## Richiesta assegnata 1
Condensa il paragrafo del documento su Fotografia Europea che inizia con "Come si può, infatti", mantenendone i fatti principali.

## Documento

++++++

Fotografare il Cambiamento, o meglio, fotografare i cambiamenti che stanno trasformando, talvolta in modo drammatico, la società di oggi: questo il tema guida della VIII edizione di Fotografia Europea.
Facile a dirsi. Difficilissimo a farsi.
Come si può, infatti, fotografare – tanto per dirne una – il fondamentalismo tirannico dei mercati finanziari, la liquida virtualità di un Social Network o il petulante cinguettio di Twitter, testimonianze dirette delle trasformazioni sociali, antropologiche e culturali che stiamo vivendo? Confesso che se fossi un fotografo non saprei a che santo votarmi, probabilmente appenderei sconfortato l’apparecchio al proverbiale chiodo … Ecco, se proprio dovessi, per documentare l’idea del Cambiamento in atto, farei una fotografia alla mia macchina digitale. E nient’altro. Più Cambiamento di questo, infatti, non credo ci possa essere.

++++++

## Dati archiviati
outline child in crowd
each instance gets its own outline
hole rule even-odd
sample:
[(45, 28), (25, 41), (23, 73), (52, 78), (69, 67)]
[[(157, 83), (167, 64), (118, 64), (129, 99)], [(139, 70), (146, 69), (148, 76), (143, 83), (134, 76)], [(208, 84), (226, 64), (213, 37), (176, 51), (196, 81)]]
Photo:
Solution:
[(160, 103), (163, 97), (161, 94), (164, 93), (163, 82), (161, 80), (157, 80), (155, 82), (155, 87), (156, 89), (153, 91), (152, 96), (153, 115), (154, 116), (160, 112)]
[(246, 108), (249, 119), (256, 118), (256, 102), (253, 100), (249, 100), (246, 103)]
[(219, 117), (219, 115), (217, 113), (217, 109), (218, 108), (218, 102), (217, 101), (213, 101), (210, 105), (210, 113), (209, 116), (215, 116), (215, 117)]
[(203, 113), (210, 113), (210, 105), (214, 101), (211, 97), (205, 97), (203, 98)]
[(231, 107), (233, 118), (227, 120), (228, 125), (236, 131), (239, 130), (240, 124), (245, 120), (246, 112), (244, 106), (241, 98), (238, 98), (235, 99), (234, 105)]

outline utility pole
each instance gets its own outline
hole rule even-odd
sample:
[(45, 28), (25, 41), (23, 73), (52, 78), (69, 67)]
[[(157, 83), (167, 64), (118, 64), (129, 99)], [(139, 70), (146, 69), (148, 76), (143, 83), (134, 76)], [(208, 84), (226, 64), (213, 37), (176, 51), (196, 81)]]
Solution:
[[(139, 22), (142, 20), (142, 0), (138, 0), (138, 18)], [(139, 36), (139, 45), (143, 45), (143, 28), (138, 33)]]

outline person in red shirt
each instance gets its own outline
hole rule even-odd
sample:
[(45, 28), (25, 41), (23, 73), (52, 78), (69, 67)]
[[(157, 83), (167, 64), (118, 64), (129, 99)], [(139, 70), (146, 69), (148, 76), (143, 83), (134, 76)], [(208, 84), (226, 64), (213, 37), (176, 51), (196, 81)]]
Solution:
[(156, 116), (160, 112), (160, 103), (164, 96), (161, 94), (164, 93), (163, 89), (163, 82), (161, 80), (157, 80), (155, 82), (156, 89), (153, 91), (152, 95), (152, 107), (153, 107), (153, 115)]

++++++

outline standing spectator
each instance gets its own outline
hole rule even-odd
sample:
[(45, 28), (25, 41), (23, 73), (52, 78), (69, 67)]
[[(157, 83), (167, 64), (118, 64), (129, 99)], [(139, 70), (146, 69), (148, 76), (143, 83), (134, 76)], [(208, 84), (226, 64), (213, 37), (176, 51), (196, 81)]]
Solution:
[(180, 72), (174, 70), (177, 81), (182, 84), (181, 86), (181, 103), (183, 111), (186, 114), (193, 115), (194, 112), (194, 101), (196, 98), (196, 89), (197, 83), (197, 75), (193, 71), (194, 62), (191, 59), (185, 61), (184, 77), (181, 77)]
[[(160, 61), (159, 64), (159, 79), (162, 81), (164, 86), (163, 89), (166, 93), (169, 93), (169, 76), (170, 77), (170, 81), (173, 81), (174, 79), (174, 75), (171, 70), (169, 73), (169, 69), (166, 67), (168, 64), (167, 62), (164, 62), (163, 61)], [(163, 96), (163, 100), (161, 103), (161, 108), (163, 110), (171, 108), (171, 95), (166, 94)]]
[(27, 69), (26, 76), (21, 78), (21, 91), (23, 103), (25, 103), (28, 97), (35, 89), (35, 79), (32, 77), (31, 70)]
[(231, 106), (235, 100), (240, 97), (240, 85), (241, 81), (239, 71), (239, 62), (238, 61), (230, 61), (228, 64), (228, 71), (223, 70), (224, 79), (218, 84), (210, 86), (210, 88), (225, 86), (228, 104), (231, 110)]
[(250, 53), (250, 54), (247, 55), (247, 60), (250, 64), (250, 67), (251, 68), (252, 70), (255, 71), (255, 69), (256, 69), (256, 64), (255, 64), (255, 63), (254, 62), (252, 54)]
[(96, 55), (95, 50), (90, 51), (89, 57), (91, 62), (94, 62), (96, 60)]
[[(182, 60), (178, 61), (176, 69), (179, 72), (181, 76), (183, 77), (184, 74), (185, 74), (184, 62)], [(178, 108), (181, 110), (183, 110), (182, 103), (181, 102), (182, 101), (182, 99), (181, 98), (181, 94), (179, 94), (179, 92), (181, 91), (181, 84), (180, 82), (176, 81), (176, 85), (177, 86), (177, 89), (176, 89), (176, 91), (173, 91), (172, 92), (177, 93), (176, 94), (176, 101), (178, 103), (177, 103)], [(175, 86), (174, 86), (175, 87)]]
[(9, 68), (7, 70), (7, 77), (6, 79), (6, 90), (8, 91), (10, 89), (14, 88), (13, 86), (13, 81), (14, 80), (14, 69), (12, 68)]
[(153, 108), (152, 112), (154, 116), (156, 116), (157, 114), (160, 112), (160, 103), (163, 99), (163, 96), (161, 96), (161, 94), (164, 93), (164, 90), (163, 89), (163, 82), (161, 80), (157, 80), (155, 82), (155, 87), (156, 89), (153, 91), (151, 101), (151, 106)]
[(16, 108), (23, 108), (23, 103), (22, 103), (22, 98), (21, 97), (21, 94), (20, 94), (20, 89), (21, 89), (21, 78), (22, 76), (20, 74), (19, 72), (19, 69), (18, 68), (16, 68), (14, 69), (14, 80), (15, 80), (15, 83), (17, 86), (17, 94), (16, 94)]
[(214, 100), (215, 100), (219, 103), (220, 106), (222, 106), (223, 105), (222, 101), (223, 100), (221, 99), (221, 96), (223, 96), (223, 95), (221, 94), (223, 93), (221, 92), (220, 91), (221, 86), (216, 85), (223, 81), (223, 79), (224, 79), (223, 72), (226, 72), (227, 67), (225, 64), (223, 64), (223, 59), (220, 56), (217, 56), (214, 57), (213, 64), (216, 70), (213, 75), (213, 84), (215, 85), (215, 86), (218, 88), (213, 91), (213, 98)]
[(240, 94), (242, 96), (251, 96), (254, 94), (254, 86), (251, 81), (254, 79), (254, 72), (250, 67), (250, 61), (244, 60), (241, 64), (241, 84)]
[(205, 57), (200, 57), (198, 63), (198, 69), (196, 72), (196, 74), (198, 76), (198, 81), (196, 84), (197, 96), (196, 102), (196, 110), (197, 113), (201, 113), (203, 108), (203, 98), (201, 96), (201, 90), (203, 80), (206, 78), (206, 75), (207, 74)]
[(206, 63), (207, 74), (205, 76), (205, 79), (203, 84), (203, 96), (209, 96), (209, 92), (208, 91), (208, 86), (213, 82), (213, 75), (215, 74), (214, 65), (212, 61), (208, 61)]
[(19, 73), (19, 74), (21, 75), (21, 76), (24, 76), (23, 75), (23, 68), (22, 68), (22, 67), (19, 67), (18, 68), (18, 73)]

++++++

## Richiesta assegnata 2
Aggiorna l'elenco dalla riga con "outline standing spectator" alla riga con "77), (181, 77)]": sostituisci "spectator" con "viewer" senza modificare nient'altro. Riporta soltanto queste righe.

## Soluzione proposta 1
Come si possono fotografare il dominio dei mercati finanziari, la virtualità di un social network o Twitter? Sono tutte testimonianze delle trasformazioni sociali, antropologiche e culturali in corso. Chi scrive, se facesse il fotografo, non saprebbe come procedere e probabilmente rinuncerebbe. Dovendo comunque documentare il Cambiamento, fotograferebbe soltanto la propria macchina digitale, perché non crede possa esistere un cambiamento maggiore di quello.

## Soluzione proposta 2
outline standing viewer
each instance gets its own outline
hole rule even-odd
sample:
[(45, 28), (25, 41), (23, 73), (52, 78), (69, 67)]
[[(157, 83), (167, 64), (118, 64), (129, 99)], [(139, 70), (146, 69), (148, 76), (143, 83), (134, 76)], [(208, 84), (226, 64), (213, 37), (176, 51), (196, 81)]]
Solution:
[(180, 72), (174, 70), (177, 81), (182, 84), (181, 86), (181, 103), (183, 111), (186, 114), (193, 115), (194, 112), (194, 101), (196, 98), (196, 89), (197, 83), (197, 75), (193, 71), (194, 62), (191, 59), (185, 61), (184, 77), (181, 77)]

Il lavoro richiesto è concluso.